• _TEXT SHOWN_
____

# Boiling catfish heads for the meat



## baytownboy (Jul 24, 2009)

A friend over in Lumberton told me today he was boiling catfish heads to get the meat behind the eyeballs out to make catfish soup! Is he pulling my leg, or telling the truth. He is not on here, but is a long time fisherman with **** arse ideas. I have never heard of such. He has always been very honist with me.


----------



## reelthreat (Jul 11, 2006)

My grandmother used to do that. She made fish head soup with them and it was really good (until I found out what it was, I was 8). 

You got me thinking, man I miss her cooking.


----------



## baytownboy (Jul 24, 2009)

Man, I sure am glad I did not eat his "very special soup" that he said he had a little left over from the other day!!!!!!!!!


----------



## Dcrawford (Jan 3, 2008)

them Lumberton folks are strange to say the least....


----------



## bzrk180 (Jan 7, 2008)

Its good...Try it!!


----------



## Gator gar (Sep 21, 2007)

There is alot of meat on a big yellow cat head. I wouldn't be against making a good stock out of the heads and bones, that's for sure. Same with shrimp heads and shells. Alot of people suck the heads of crawfish and that is considered O.K. Me included. I'm all about getting the best taste out of some food. If it means boiling a catfish head and skimming the impurities as they rise, I'm all for it. I'm like you. I have heard about it, just haven't put it in practice yet.

____

• _LISTED RECORDS_

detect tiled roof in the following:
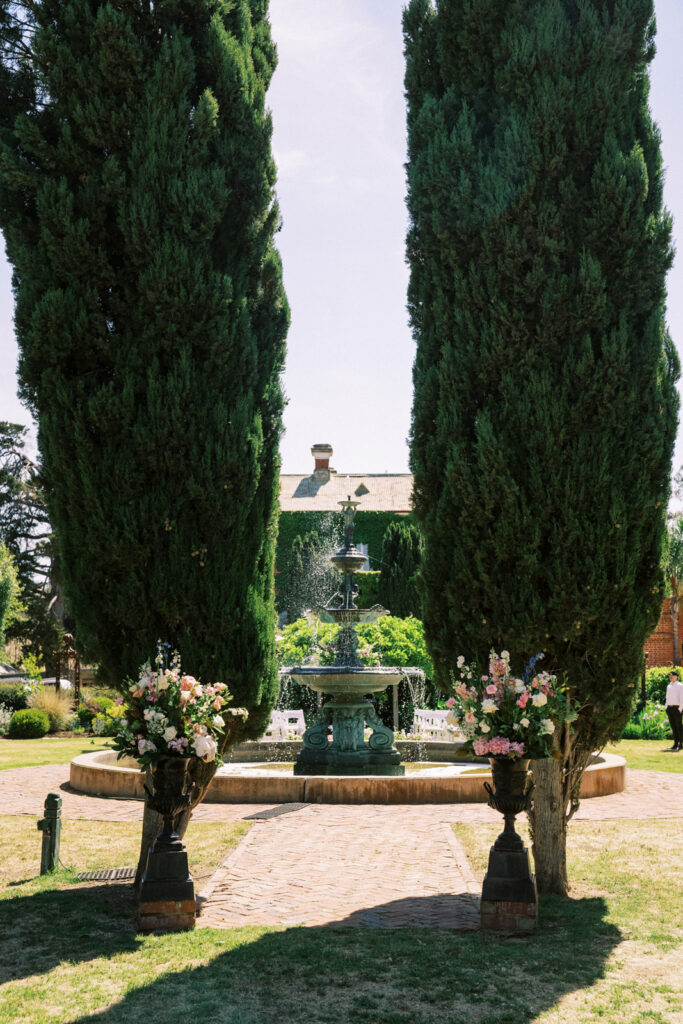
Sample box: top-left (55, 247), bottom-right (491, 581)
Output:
top-left (280, 471), bottom-right (413, 512)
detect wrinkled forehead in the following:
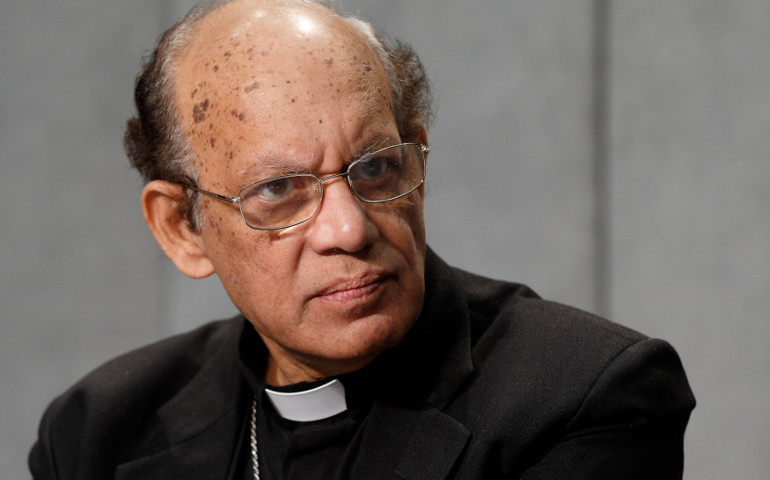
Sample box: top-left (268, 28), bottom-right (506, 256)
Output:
top-left (177, 0), bottom-right (389, 100)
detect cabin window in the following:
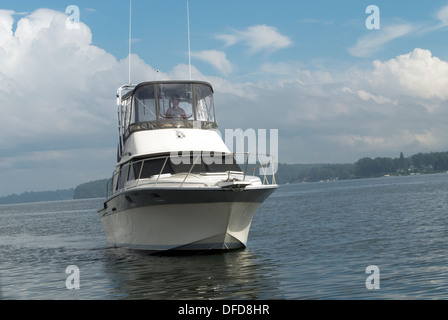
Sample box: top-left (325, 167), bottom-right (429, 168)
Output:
top-left (158, 83), bottom-right (194, 122)
top-left (121, 81), bottom-right (217, 139)
top-left (194, 85), bottom-right (215, 122)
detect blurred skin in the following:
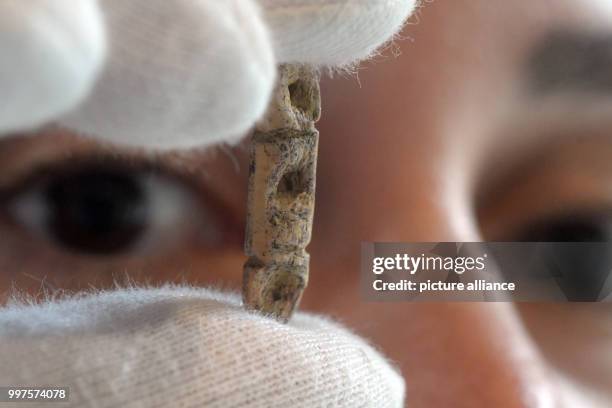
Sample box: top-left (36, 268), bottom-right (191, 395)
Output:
top-left (0, 0), bottom-right (612, 407)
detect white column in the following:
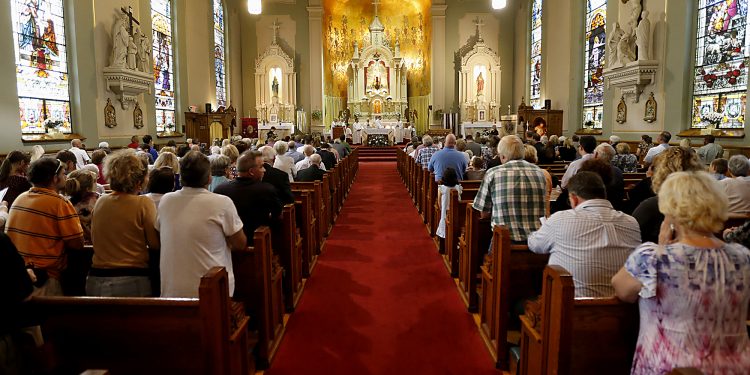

____

• _EXERCISE TASK 1_
In the catfish heads thread, what did reelthreat's grandmother make with fish heads?
• _EXERCISE TASK 2_
Rewrite the whole listing, substituting "Reference box" for every occurrence of "Sample box", and leave the pictures out.

• _SOLUTION 1_
Fish head soup

• _SOLUTION 2_
detect tiled roof in the following:
Reference box: top-left (55, 247), bottom-right (491, 581)
Output:
top-left (280, 471), bottom-right (413, 512)
detect wrinkled forehead in the following:
Reference box: top-left (268, 28), bottom-right (506, 256)
Output:
top-left (177, 0), bottom-right (389, 100)
detect cabin window in the following:
Reference box: top-left (325, 167), bottom-right (429, 168)
Output:
top-left (158, 83), bottom-right (194, 122)
top-left (121, 81), bottom-right (217, 139)
top-left (194, 85), bottom-right (215, 122)
detect blurred skin in the following:
Reference box: top-left (36, 268), bottom-right (191, 395)
Output:
top-left (0, 0), bottom-right (612, 407)
detect white column in the following:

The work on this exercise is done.